### Problem to solve
Extend the Google Cloud lab setup instructions below by writing what follows their final note. Continue only those instructions, not the material placed after them.

In this lab, you will learn how to:

*   Examine Resource Usage of a Deployment
    
*   Scale Up a Deployment
    
*   Migrate Your Workload to a Node Pool with an Optimized Machine Type
    
*   Explore Location Options for your Cluster
    
*   Monitor Flow Logs between Pods in Different Zones
    
*   Move a Chatty Pod to Minimize Cross-Zonal Traffic Costs
    

## **Setup and requirements**

### Before you click the Start Lab button

Read these instructions. Labs are timed and you cannot pause them. The timer, which starts when you click **Start Lab**, shows how long Google Cloud resources will be made available to you.

This hands-on lab lets you do the lab activities yourself in a real cloud environment, not in a simulation or demo environment. It does so by giving you new, temporary credentials that you use to sign in and access Google Cloud for the duration of the lab.

To complete this lab, you need:

*   Access to a standard internet browser (Chrome browser recommended).
    

**Note:** Use an Incognito or private browser window to run this lab. This prevents any conflicts between your personal account and the Student account, which may cause extra charges incurred to your personal account.

*   Time to complete the lab---remember, once you start, you cannot pause a lab.
    

**Note:** If you already have your own personal Google Cloud account or project, do not use it for this lab to avoid extra charges to your account.

### Raw data
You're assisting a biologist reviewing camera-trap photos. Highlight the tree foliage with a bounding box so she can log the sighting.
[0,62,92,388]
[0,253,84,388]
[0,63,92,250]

### Answer to this problem
### How to start your lab and sign in to the Google Cloud console

1.  Click the **Start Lab** button. If you need to pay for the lab, a pop-up opens for you to select your payment method. On the left is the **Lab Details** panel with the following:
    
    *   The **Open Google Cloud console** button
        
    *   Time remaining
        
    *   The temporary credentials that you must use for this lab
        
    *   Other information, if needed, to step through this lab
        
2.  Click **Open Google Cloud console** (or right-click and select **Open Link in Incognito Window** if you are running the Chrome browser).
    
    The lab spins up resources, and then opens another tab that shows the **Sign in** page.
    
    ***Tip:*** Arrange the tabs in separate windows, side-by-side.
    
    **Note:** If you see the **Choose an account** dialog, click **Use Another Account**.
    
3.  If necessary, copy the **Username** below and paste it into the **Sign in** dialog.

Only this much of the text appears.